Stored data
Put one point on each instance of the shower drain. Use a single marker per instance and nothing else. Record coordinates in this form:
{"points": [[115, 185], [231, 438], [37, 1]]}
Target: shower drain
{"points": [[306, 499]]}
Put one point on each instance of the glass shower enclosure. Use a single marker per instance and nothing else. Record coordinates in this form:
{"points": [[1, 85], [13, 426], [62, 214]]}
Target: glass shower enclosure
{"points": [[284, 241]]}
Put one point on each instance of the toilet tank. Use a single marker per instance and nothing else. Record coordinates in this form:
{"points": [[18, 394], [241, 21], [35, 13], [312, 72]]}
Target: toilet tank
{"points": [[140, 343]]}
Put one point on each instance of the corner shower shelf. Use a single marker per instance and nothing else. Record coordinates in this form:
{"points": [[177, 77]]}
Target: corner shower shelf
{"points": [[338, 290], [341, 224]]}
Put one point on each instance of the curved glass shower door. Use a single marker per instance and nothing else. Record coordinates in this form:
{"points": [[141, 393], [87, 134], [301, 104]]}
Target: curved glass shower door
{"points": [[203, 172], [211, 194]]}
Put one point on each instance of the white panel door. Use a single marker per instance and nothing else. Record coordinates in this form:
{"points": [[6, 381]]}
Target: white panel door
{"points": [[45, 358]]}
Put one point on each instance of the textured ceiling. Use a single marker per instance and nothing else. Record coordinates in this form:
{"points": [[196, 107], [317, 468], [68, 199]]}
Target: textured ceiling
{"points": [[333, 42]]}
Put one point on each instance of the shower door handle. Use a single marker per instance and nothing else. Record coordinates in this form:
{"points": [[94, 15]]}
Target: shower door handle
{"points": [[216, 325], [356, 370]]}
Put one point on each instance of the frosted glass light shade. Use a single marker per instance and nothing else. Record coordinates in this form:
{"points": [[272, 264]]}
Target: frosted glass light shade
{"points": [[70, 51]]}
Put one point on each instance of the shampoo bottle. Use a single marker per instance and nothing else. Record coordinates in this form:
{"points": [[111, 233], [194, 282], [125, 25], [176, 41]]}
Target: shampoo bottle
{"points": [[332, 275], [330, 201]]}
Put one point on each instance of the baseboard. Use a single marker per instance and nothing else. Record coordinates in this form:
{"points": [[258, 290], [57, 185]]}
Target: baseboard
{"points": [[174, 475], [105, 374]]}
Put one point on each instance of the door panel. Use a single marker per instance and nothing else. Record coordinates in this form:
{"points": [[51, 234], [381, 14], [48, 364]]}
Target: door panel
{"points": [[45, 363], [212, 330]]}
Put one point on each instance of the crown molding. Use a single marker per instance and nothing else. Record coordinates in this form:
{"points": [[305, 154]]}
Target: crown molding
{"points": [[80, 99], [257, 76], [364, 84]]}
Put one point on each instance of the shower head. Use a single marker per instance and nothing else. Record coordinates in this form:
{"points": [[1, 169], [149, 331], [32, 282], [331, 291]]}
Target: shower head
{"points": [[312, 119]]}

TASK TO COMPLETE -> Every record above is to be given again precisely.

COMPLETED TASK ->
Put one point on each instance of the shower drain. Use a single marker per instance and nothing else. Record coordinates in this form:
{"points": [[115, 185], [231, 438], [37, 1]]}
Target: shower drain
{"points": [[306, 499]]}
Put one point on each instance of the glass shower enclosure. Use a single marker per instance and nothing else. Record coordinates in this form:
{"points": [[1, 85], [13, 426], [62, 214]]}
Target: glass shower enclosure
{"points": [[284, 241]]}
Put one point on each instance of the toilet tank. Use a single marker per instance and nothing else. Record coordinates in this form:
{"points": [[18, 394], [241, 21], [35, 13], [312, 72]]}
Target: toilet tank
{"points": [[140, 343]]}
Put one point on each instance of the corner shower shelf. Use a single marker per instance and nothing else. Record coordinates in this form:
{"points": [[177, 77]]}
Target: corner shower shelf
{"points": [[338, 290], [341, 224]]}
Put one point on each instance of the curved glass shower door. Use a single marker per instance and nothing else. Record coordinates in this form:
{"points": [[141, 393], [87, 134], [301, 104]]}
Target: curved glass shower door
{"points": [[203, 172], [211, 194]]}
Put one point on each instance of the white panel door. Use a single marker per instance and nothing else. Record coordinates in this form:
{"points": [[6, 381]]}
Target: white panel door
{"points": [[45, 358]]}
Put one point on each instance of the textured ceiling. Use a single marker per instance and nothing else. Record coordinates in this form:
{"points": [[196, 107], [317, 468], [68, 199]]}
Target: textured ceiling
{"points": [[333, 42]]}
Put one point on each instance of the shower door handle. Use a single marker per instance and nothing else. Record coordinates in this form:
{"points": [[94, 15]]}
Target: shower door handle
{"points": [[216, 325], [356, 370]]}
Put one point on each instance of the frosted glass light shade. Use a single marker per instance and nothing else. Record coordinates in this form:
{"points": [[272, 264]]}
Target: frosted glass light shade
{"points": [[70, 51]]}
Put one point on each instance of the shampoo bottle. Use a single marker per instance and nothing else. Record coordinates in this form:
{"points": [[111, 233], [194, 282], [125, 25], [176, 41]]}
Target: shampoo bottle
{"points": [[332, 275], [330, 201]]}
Put one point on each instance of the baseboard. Use a single marker per instance and nothing else. Record coordinates in this form:
{"points": [[258, 290], [57, 185]]}
Target: baseboard
{"points": [[174, 475], [105, 374]]}
Put one point on each instance of the door panel. Use a single marker per instance and nothing else. Record coordinates in this form:
{"points": [[51, 234], [381, 14], [48, 364]]}
Target: door panel
{"points": [[45, 363], [212, 330]]}
Put one point on each instance of the crown molding. Use a single marker per instance and nothing else. Record coordinates in this form:
{"points": [[305, 154]]}
Target: crown molding
{"points": [[80, 99], [257, 76], [364, 84]]}
Put one point on each instance of the shower head. Use a single marker per instance and nothing else. Record coordinates in this form:
{"points": [[1, 169], [149, 331], [32, 282], [331, 291]]}
Target: shower head
{"points": [[312, 119]]}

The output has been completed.